* **GIVEN RECORDS**
----

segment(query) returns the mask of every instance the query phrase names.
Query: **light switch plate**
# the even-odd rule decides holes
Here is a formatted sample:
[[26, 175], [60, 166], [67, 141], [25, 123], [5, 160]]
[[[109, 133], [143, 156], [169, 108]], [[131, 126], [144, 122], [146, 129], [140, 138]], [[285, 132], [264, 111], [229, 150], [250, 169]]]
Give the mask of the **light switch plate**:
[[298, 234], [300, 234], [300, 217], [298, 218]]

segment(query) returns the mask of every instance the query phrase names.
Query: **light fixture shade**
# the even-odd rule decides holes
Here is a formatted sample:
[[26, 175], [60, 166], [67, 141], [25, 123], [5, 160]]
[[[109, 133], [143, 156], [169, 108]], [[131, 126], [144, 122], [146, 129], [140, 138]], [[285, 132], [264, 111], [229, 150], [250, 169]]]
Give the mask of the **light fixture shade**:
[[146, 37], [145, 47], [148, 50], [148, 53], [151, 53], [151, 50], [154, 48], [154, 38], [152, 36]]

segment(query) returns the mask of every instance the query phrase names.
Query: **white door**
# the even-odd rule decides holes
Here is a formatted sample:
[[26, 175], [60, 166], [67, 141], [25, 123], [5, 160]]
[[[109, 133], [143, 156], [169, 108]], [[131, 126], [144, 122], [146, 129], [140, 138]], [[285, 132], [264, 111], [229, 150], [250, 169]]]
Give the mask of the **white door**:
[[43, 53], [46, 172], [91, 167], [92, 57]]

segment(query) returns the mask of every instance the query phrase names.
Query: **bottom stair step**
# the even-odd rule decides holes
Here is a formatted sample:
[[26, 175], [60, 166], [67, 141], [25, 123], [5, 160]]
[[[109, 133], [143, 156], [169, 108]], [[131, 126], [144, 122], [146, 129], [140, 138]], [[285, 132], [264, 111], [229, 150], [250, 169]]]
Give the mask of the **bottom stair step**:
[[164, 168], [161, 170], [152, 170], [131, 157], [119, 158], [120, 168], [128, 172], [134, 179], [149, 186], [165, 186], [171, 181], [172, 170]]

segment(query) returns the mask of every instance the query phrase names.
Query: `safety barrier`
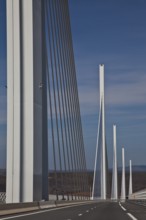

----

* **TRY IT**
Output everything in the records exactly, leaving pictures out.

* **SOLUTION TO THE PROBLEM**
segment(query) returns the mask of every instance the query phrase names.
Query: **light switch plate**
# the even-odd rule decides holes
Here is a formatted sample:
[[26, 175], [60, 166], [67, 141], [25, 123], [5, 160]]
[[[109, 133], [143, 156], [169, 108]], [[131, 126], [144, 122], [146, 129], [140, 138]], [[285, 132], [264, 111], [229, 150], [250, 169]]]
Give the mask of the **light switch plate**:
[[298, 234], [300, 234], [300, 217], [298, 218]]

segment(query) returns the mask of every instance the query phrase names.
Query: **light fixture shade**
# the even-odd rule decides holes
Here is a formatted sample:
[[26, 175], [60, 166], [67, 141], [25, 123], [5, 160]]
[[[109, 133], [143, 156], [169, 108]], [[131, 126], [144, 122], [146, 129], [140, 138]], [[285, 132], [264, 111], [229, 150], [250, 169]]]
Give the mask of the **light fixture shade**:
[[146, 37], [145, 47], [148, 50], [148, 53], [151, 53], [151, 50], [154, 48], [154, 38], [152, 36]]

segment(query) returns the mask of every instance the query phrase names.
Query: **white door**
# the even-odd rule decides holes
Here is a formatted sample:
[[26, 175], [60, 166], [67, 141], [25, 123], [5, 160]]
[[[109, 133], [143, 156], [169, 108]], [[131, 126], [144, 122], [146, 129], [140, 138]], [[285, 132], [264, 111], [229, 150], [250, 169]]]
Give the mask of the **white door**:
[[43, 53], [46, 172], [91, 167], [92, 57]]

segment(query) returns the mask of every instance the query phrase names.
Query: **bottom stair step**
# the even-odd rule decides holes
Here is a formatted sample:
[[26, 175], [60, 166], [67, 141], [25, 123], [5, 160]]
[[[109, 133], [143, 156], [169, 108]], [[131, 126], [144, 122], [146, 129], [140, 138]], [[285, 132], [264, 111], [229, 150], [250, 169]]]
Give the mask of the **bottom stair step**:
[[164, 168], [161, 170], [152, 170], [131, 157], [119, 158], [120, 168], [128, 172], [134, 179], [149, 186], [165, 186], [171, 181], [172, 170]]

segment(query) returns the mask of every instance the query phrase names.
Query: `safety barrier`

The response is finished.